HOW TO COMPLETE THIS TASK
Beneath this instruction is a listing; write out exactly the line that contains "[point] every instance of the black rubber" and each line after it to the last.

━━━

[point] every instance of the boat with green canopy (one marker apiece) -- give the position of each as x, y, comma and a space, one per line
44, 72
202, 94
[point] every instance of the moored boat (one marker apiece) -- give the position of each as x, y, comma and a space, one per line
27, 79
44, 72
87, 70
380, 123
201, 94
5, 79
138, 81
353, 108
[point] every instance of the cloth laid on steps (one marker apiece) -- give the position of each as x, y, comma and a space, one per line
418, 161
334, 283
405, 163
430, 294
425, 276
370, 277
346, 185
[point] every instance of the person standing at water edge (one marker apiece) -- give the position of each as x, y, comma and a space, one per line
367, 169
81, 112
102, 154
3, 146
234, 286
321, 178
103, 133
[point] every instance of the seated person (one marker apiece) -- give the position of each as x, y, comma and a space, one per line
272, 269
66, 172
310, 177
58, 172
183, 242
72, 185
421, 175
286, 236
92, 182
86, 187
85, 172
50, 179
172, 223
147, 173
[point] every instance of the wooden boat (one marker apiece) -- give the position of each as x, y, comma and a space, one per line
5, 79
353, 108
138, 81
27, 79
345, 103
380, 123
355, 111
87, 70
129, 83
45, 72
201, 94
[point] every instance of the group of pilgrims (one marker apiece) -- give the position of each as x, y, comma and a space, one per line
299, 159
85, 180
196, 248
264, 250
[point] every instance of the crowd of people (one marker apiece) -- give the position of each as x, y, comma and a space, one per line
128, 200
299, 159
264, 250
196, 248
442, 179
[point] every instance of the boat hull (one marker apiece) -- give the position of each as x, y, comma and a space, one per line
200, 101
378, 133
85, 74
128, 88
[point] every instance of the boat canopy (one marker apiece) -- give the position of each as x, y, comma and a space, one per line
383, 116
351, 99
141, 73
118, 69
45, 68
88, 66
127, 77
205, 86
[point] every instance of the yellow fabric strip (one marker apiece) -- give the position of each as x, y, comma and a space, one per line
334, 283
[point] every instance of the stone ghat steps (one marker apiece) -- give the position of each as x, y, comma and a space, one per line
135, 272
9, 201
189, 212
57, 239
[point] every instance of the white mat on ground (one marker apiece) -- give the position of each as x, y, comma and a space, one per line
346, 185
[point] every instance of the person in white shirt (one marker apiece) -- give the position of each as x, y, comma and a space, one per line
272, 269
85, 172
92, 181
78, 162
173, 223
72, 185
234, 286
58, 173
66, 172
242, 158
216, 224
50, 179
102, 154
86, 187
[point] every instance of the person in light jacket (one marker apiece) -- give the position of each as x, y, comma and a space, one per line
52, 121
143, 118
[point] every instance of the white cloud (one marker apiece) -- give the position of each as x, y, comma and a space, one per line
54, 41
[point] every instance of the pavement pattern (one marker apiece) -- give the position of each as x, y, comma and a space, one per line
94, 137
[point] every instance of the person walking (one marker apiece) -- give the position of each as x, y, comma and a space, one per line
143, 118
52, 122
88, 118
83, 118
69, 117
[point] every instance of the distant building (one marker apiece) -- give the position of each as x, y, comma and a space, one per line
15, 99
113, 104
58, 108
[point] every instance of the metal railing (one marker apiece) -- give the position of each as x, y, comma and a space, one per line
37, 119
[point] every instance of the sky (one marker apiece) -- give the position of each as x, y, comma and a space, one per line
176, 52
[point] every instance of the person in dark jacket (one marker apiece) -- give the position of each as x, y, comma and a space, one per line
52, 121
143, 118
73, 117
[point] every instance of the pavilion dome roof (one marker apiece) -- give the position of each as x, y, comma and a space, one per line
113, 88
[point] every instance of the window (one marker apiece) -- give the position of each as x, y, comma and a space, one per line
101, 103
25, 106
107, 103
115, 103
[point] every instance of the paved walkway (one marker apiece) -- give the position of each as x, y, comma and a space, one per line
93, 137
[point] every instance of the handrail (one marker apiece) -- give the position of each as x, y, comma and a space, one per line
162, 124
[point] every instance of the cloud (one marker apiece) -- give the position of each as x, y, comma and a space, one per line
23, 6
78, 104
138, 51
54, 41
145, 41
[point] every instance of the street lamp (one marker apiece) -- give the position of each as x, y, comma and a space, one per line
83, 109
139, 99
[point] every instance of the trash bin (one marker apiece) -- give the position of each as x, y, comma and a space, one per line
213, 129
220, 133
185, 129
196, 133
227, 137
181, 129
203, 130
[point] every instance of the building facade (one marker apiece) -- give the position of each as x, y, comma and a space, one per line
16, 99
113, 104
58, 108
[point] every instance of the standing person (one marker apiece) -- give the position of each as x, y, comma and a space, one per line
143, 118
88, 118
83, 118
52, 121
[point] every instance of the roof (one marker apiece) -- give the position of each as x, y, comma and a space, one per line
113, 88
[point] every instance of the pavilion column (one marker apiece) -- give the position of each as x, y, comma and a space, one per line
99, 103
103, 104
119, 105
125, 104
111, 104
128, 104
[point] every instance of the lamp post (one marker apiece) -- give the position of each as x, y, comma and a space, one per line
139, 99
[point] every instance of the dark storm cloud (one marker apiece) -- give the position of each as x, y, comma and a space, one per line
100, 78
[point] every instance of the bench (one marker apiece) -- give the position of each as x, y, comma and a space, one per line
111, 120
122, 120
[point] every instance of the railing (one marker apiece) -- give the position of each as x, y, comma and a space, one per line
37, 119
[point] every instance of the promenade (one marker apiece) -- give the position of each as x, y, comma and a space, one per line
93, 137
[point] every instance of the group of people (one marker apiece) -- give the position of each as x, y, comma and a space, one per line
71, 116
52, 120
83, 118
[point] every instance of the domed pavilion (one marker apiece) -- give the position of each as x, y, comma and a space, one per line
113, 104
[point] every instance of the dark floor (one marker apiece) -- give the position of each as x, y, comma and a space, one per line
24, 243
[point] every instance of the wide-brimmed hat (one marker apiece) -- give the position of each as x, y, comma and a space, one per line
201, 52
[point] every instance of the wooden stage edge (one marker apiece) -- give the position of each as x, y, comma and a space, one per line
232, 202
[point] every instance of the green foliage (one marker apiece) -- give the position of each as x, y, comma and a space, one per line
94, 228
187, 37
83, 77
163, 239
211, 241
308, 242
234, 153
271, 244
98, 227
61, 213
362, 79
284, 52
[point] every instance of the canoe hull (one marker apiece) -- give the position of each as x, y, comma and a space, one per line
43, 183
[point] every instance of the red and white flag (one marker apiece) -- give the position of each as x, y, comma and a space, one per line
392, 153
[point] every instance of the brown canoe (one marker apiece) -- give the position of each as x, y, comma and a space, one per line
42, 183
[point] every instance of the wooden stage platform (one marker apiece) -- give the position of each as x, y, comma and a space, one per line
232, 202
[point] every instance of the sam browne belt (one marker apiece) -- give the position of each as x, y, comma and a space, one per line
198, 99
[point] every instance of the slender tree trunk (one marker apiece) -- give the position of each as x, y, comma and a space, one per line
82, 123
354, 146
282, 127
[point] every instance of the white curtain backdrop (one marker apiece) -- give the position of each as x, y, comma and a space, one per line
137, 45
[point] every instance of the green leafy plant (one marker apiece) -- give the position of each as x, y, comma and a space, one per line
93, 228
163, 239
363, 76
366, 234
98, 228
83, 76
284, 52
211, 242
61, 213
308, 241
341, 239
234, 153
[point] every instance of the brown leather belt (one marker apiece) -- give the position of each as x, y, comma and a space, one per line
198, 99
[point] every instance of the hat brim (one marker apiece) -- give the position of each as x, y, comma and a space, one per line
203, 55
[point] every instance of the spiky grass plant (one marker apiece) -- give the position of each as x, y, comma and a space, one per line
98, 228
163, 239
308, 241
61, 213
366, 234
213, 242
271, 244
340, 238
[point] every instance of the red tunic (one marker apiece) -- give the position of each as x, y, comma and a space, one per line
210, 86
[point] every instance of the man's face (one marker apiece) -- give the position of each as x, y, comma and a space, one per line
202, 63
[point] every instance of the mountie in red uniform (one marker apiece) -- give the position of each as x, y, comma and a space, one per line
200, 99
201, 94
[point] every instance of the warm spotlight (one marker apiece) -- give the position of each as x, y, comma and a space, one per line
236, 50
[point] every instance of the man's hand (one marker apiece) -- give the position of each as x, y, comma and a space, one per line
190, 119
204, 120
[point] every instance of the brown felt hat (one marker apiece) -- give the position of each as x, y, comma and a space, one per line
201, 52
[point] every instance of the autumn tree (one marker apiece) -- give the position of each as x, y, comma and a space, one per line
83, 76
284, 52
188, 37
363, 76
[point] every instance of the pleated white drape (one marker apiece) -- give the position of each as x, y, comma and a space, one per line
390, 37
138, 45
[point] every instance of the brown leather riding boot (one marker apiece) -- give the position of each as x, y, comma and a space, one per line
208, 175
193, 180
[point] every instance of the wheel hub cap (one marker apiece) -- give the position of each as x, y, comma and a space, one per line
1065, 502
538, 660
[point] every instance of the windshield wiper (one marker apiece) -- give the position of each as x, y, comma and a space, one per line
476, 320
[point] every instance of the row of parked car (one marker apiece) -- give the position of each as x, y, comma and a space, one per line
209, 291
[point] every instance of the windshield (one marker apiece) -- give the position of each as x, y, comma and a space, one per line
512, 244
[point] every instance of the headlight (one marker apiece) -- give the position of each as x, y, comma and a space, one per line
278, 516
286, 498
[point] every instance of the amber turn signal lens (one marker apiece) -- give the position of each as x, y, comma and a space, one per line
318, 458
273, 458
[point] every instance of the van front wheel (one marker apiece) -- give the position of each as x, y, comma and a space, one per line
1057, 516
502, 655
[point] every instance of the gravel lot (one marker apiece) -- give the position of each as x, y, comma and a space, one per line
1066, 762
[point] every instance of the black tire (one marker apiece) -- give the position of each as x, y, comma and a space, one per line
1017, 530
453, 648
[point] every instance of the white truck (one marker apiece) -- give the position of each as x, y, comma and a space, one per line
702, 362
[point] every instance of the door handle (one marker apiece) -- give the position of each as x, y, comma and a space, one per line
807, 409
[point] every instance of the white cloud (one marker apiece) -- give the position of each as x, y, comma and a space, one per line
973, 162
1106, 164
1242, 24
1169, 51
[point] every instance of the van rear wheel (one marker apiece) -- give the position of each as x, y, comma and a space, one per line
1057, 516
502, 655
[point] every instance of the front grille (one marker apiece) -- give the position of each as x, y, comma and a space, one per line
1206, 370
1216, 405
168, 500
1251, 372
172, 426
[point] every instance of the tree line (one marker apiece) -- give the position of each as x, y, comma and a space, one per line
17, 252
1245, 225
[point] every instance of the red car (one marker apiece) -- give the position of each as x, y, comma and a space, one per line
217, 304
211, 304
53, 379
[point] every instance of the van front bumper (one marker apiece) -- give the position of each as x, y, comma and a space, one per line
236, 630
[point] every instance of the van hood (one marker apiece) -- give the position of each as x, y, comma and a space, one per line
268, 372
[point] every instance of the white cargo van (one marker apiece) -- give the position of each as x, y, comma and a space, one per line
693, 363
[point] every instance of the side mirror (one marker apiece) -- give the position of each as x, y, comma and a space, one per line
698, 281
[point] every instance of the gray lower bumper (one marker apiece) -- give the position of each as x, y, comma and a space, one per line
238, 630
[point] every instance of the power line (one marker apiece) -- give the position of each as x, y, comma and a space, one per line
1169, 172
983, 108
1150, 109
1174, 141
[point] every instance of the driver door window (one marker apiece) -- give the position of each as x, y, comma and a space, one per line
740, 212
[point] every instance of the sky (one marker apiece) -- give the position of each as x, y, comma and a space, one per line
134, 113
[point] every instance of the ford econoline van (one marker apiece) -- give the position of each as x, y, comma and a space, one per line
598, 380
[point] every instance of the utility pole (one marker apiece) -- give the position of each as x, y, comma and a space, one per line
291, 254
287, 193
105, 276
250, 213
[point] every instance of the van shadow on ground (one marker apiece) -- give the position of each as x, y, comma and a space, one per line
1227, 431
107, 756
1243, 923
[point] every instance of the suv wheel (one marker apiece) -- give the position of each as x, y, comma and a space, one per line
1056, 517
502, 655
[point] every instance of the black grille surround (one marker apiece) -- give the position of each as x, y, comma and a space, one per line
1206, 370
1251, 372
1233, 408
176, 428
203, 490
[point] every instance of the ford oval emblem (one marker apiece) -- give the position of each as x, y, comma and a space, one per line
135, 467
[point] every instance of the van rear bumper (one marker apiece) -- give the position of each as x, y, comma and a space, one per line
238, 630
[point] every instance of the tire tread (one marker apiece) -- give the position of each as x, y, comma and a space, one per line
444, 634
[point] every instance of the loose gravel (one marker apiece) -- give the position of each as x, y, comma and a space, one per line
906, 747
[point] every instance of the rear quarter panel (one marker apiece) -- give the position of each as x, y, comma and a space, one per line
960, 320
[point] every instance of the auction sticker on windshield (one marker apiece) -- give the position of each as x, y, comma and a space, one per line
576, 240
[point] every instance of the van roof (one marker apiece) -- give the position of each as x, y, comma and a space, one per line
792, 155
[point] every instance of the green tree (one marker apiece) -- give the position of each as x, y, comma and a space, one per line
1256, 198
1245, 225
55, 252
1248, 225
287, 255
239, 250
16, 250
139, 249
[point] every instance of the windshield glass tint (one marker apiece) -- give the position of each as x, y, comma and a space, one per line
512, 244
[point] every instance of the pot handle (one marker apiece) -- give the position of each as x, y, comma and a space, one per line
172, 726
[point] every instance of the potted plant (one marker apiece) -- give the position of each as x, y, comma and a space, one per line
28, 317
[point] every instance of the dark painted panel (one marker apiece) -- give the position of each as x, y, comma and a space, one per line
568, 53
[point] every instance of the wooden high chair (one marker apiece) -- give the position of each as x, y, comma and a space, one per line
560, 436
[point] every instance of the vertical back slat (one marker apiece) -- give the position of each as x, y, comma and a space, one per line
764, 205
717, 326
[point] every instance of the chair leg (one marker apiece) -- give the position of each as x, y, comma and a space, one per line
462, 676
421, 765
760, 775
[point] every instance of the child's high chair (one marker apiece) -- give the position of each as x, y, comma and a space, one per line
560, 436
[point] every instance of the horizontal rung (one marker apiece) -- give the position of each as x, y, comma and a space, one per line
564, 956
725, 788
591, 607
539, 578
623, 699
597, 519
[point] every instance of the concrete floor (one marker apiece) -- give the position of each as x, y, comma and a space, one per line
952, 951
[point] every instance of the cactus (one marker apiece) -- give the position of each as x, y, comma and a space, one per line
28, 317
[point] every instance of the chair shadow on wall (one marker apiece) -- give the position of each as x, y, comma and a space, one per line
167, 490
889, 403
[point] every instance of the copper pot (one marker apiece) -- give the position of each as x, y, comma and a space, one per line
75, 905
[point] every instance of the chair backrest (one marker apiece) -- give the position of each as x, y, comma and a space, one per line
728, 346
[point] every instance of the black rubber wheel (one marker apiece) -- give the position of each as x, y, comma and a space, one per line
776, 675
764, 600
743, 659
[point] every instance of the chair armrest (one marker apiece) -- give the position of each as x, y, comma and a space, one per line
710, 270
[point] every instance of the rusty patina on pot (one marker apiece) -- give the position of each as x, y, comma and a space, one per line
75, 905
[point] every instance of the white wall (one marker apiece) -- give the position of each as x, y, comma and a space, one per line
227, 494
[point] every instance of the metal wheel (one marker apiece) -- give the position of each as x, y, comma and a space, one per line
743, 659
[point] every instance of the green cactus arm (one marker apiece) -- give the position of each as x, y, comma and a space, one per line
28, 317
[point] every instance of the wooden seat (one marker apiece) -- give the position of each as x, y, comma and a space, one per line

━━━

TASK RESULT
[point] every instance of the black rubber wheel (one marker apiece) -- give the position of each as x, y, comma and a space, one per line
776, 675
764, 600
743, 659
[point] every instance of the chair armrest (one marker apiece) -- give the position of each as x, y, comma and a space, one per line
710, 270
[point] every instance of the rusty patina on pot (one marker apiece) -- give the position of each as x, y, comma and a space, one per line
75, 905
[point] every instance of the white wall (one marker apiece) -- give the position of each as x, y, comma and a space, one per line
227, 494
[point] every instance of the metal wheel (one marker apiece) -- give the position of each as x, y, comma and a space, one per line
743, 659
[point] every instance of the green cactus arm (one marker apiece) -- give the position of each as x, y, comma and a space, one per line
28, 317
[point] every instance of the wooden seat (one marker apiece) -- give the position of each as x, y, comma and a space, one per line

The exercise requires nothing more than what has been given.